_EXTRACT TO READ_:
• • • • • • •
Adapting splints in combination with the footwear used by disabled children to help them walk can decrease the energy they use by as much as 33%, according to researchers in the journal The Foot.

In the study, conducted by the Clinical Biomechanics team at Staffordshire University and the orthotics specialists from The Royal Wolverhampton NHS Trust, researchers examined the effectiveness of tuning the splint – footwear combination, using clinical trials with families in the West Midlands.

“Helping children with disabilities to play longer and do the things that other children can do is important for all families. The more children with disabilities can play with their friends and do activities they enjoy, the more included they feel,” explains Nachi Chockalingam, Professor of Clinical Biomechanics, in a media release from Staffordshire University.

“We know that children with cerebral palsy use more energy to walk, and our team have found fine-tuning splints to suit the individual needs of a child can make huge difference to their overall mobility,” Chockalingam adds.

“Our research shows that the appropriate design and tailoring of splints can reduce the energy used by children with CP while increasing their speed and distance, compared with a splint which is not fine-tuned. This is something which could have a significant impact on their quality of life,” adds Dr Nicola Eddison, Clinical lead for Orthotics Service at The Royal Wolverhampton NHS Trust and a Senior Research Fellow, Centre for Biomechanics and Rehabilitation Technologies, Staffordshire University, in the release.
• • • • • • •
(Region descriptions in natural language)

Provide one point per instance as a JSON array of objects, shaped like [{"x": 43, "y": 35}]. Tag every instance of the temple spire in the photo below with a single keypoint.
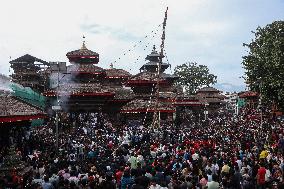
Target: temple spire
[{"x": 154, "y": 48}]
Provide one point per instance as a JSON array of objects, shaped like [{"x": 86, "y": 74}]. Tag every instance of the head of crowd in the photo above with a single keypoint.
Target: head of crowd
[{"x": 224, "y": 151}]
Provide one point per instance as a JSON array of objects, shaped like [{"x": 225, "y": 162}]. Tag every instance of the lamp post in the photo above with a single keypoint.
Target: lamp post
[
  {"x": 60, "y": 67},
  {"x": 206, "y": 111}
]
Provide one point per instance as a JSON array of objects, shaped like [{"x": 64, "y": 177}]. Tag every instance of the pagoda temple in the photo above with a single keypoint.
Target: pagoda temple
[
  {"x": 89, "y": 88},
  {"x": 144, "y": 86}
]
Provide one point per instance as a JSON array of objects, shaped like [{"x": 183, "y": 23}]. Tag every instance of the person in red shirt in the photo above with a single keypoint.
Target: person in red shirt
[{"x": 261, "y": 177}]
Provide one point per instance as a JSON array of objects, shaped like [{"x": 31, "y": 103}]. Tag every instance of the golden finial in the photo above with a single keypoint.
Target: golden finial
[{"x": 83, "y": 46}]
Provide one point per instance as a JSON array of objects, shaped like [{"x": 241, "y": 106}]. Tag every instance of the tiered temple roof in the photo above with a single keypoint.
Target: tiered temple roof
[
  {"x": 144, "y": 86},
  {"x": 12, "y": 109},
  {"x": 140, "y": 105},
  {"x": 85, "y": 69},
  {"x": 81, "y": 89},
  {"x": 117, "y": 73}
]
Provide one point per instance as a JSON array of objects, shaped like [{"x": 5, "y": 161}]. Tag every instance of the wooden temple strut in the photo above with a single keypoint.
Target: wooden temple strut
[{"x": 156, "y": 116}]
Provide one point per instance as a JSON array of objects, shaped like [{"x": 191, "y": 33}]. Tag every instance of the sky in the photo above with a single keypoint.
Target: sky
[{"x": 209, "y": 32}]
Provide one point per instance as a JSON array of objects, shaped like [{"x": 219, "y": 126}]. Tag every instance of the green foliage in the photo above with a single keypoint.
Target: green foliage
[
  {"x": 192, "y": 76},
  {"x": 264, "y": 63}
]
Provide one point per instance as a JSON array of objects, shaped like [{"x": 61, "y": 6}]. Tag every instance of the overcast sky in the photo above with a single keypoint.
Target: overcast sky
[{"x": 209, "y": 32}]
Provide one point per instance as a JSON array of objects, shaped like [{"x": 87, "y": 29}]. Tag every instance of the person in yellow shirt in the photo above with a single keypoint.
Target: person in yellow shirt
[
  {"x": 263, "y": 154},
  {"x": 226, "y": 168}
]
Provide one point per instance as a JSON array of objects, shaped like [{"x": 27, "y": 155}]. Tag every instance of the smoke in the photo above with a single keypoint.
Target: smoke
[
  {"x": 61, "y": 83},
  {"x": 5, "y": 83}
]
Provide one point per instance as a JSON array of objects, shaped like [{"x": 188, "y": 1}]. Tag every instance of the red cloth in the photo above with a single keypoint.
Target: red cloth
[
  {"x": 118, "y": 176},
  {"x": 261, "y": 175}
]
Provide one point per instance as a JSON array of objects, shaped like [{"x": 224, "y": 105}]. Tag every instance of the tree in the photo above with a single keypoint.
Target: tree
[
  {"x": 192, "y": 76},
  {"x": 264, "y": 63}
]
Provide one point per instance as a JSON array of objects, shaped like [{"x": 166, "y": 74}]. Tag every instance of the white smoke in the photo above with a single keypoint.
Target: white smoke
[{"x": 5, "y": 83}]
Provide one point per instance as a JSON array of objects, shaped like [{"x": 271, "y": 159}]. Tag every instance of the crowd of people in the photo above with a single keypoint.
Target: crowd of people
[{"x": 224, "y": 151}]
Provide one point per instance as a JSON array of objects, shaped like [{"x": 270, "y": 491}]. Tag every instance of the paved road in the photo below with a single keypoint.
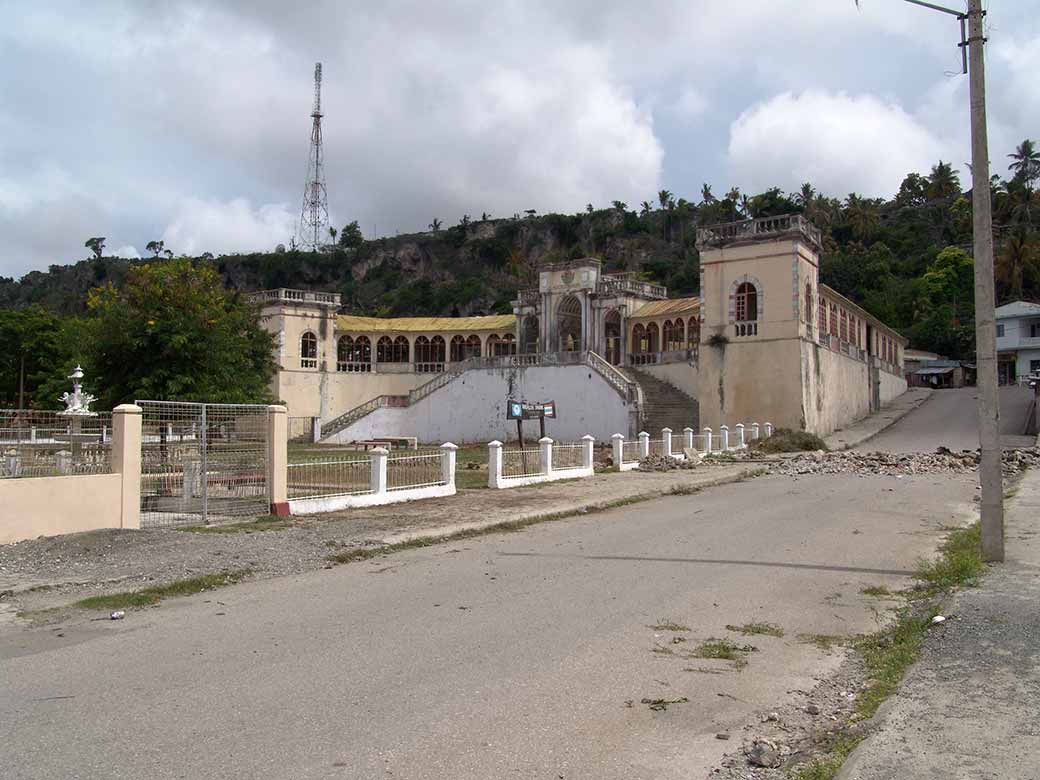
• • • • • • •
_EXERCISES_:
1 – In the article about splints for disabled children, list each change that Dr Nicola Eddison's quote says well-tailored splints bring for children with CP compared with a splint that is not fine-tuned.
2 – Carry on writing the article about splints for disabled children, starting after its final sentence.
The records are separate material and have no connection to the article about splints.

_EXPECTED RESULTS_:
1 –
- Reduced energy use
- Increased speed
- Increased distance

2 –
Adapting splints and footwear can decrease the energy children with cerebral palsy use by as much as 33%, according to researchers. (Photo courtesy of Staffordshire University)

During the study, the researchers analyzed the walking pattern of children with cerebral palsy at Staffordshire University’s specialist gait laboratory, and participants were assessed while barefoot and with both non-tuned and tuned splints.

Children wearing the fine-tuned splints showed improvements in several areas including hip and pelvic function and knee extension, while a non-tuned splint potentially showed a decrease in hip function.

The researchers recommend fine-tuning splints for all children with cerebral palsy who wear them and hope that their findings will be used to inform future clinical practice.

In addition, they call for standardization of terminologies used within splints, which are also known as Ankle Foot Orthoses (AFO), to help future research and clinical practice.

“There still remains a lack of research on the longer-term effects of using a fine-tuned splints but our studies provide a stepping stone to improving quality of life for many children,” Chockalingam concludes.